── Working data ──

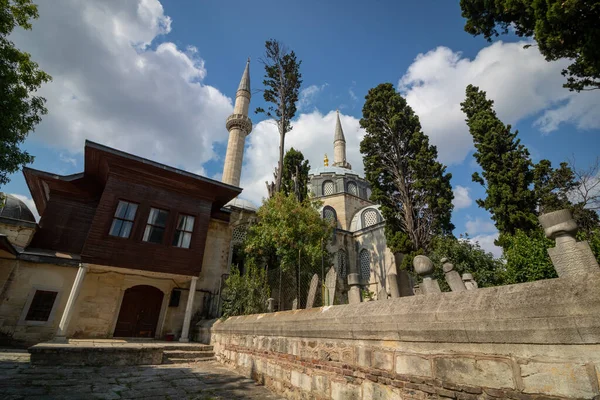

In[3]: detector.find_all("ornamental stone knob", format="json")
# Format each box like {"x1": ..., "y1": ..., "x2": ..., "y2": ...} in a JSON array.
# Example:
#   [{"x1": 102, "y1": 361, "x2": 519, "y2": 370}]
[
  {"x1": 538, "y1": 210, "x2": 577, "y2": 240},
  {"x1": 413, "y1": 256, "x2": 433, "y2": 275},
  {"x1": 440, "y1": 257, "x2": 454, "y2": 273}
]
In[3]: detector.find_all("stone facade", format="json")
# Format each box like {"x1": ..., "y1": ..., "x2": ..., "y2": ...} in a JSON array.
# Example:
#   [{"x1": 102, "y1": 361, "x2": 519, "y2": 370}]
[
  {"x1": 200, "y1": 273, "x2": 600, "y2": 400},
  {"x1": 0, "y1": 220, "x2": 231, "y2": 345}
]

───

**Stated goal:**
Reproduce all of the rows above verbatim, omitting the pictures.

**Response to this exercise:**
In[3]: detector.find_all("ornamental stone knob", format="json")
# Format each box like {"x1": ..., "y1": ..., "x2": ..., "y2": ...} in a JSON array.
# Example:
#   [{"x1": 102, "y1": 361, "x2": 519, "y2": 370}]
[
  {"x1": 538, "y1": 210, "x2": 577, "y2": 240},
  {"x1": 413, "y1": 256, "x2": 433, "y2": 275},
  {"x1": 440, "y1": 257, "x2": 454, "y2": 273}
]
In[3]: detector.find_all("stone facade", format="json")
# Format each box like {"x1": ..., "y1": ..., "x2": ..., "y2": ...} in a JSON array.
# Example:
#   [{"x1": 102, "y1": 361, "x2": 519, "y2": 370}]
[
  {"x1": 200, "y1": 273, "x2": 600, "y2": 400},
  {"x1": 0, "y1": 220, "x2": 231, "y2": 345}
]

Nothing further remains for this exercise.